[Saved entries]
□ □ □ □ □
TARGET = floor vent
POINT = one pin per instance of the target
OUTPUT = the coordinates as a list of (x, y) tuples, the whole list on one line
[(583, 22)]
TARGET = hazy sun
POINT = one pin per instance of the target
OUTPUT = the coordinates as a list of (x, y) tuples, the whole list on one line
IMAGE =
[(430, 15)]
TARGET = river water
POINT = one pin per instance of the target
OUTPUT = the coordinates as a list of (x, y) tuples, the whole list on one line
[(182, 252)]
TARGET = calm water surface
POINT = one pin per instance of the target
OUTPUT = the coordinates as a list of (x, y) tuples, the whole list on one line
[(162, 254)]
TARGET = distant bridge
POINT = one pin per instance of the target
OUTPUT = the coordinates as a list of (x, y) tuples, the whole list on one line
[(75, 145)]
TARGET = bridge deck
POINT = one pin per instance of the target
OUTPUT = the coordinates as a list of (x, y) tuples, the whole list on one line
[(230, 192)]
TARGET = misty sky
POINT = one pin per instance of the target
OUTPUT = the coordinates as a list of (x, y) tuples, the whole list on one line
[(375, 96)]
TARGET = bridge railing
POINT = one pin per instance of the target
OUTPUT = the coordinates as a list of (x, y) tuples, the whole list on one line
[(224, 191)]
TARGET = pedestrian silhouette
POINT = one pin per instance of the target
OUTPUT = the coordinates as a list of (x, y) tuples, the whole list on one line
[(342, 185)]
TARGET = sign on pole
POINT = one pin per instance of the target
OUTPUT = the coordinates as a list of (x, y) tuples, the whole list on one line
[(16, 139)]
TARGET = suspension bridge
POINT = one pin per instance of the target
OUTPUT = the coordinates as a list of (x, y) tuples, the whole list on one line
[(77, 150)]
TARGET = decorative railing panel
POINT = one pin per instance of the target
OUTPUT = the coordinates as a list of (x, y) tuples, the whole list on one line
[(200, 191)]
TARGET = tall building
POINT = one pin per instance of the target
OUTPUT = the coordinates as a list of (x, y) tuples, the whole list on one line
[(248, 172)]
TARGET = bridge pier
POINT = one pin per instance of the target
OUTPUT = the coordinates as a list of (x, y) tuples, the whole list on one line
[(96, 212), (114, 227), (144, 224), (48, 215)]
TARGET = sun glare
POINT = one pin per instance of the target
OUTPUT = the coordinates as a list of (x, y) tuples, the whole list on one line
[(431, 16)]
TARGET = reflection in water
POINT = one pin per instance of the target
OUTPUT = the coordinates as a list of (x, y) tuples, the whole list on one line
□ □ □ □ □
WHAT THIS TASK INVOLVES:
Put every line of the rows above into a numbered list, skipping any blank lines.

REPLY:
1. TARGET = floor vent
2. POINT = one pin per instance of the target
3. OUTPUT = the coordinates as a list of (x, y) tuples, the whole list on one line
4. [(583, 22)]
5. TARGET = hazy sun
6. POINT = one pin per instance of the target
7. OUTPUT = the coordinates as a list of (x, y) tuples, the whole list on one line
8. IMAGE =
9. [(430, 15)]
10. TARGET = river water
11. POINT = one pin per instance of the target
12. OUTPUT = the coordinates as a list of (x, y) tuples, the whole list on one line
13. [(182, 252)]
14. TARGET = calm water surface
15. POINT = one pin per instance of the target
16. OUTPUT = the coordinates as a list of (x, y) tuples, the whole list on one line
17. [(162, 254)]
18. TARGET = distant bridge
19. POINT = one pin per instance of the target
20. OUTPUT = the coordinates as a list of (x, y) tuples, the whole list on one line
21. [(75, 145)]
22. TARGET = bridge deck
23. POINT = one pin per instance of the target
24. OUTPUT = the coordinates as a list of (x, y) tuples, the whole list on one line
25. [(230, 192)]
26. TARGET = misty sky
27. POINT = one pin per instance of the target
28. OUTPUT = the coordinates as a list of (x, y) tuples, the whole list on one line
29. [(375, 96)]
30. TARGET = bridge railing
31. POINT = one pin per instance of the target
32. OUTPUT = the coordinates as a list of (x, y) tuples, the whole list on one line
33. [(224, 191)]
34. TARGET = pedestrian silhouette
35. POINT = one pin per instance of the target
36. OUTPUT = the coordinates as a list of (x, y) tuples, the whole list on one line
37. [(342, 185)]
38. TARGET = sign on pole
39. POINT = one pin per instance of the target
40. OUTPUT = the coordinates as a list of (x, y) tuples, the whole list on one line
41. [(16, 139)]
42. TARGET = suspension bridge
43. POINT = one pin per instance of the target
44. OUTPUT = the coordinates as a list of (x, y) tuples, the whole list on one line
45. [(77, 150)]
46. TARGET = decorative railing panel
47. POINT = one pin per instance of the target
48. OUTPUT = the coordinates as a list of (x, y) tuples, the whole list on one line
49. [(200, 191)]
50. TARGET = tall building
51. POINT = one pin per instance of the target
52. OUTPUT = the coordinates as a list of (x, y) tuples, the whole list on one line
53. [(248, 172)]
54. TARGET = bridge pier
55. POINT = one pin per instance of the target
56. OUTPUT = the coordinates as a list of (x, y) tuples, the whole list on one line
57. [(96, 212), (114, 227), (144, 224), (48, 215)]
58. TARGET = sun glare
59. POINT = one pin per instance of the target
60. OUTPUT = the coordinates as a list of (x, y) tuples, the whole list on one line
61. [(431, 16)]
62. TARGET = reflection in water
63. POINT = one pin per instance of the target
64. OUTPUT = the coordinates as a list of (x, y) tuples, the whole list on one line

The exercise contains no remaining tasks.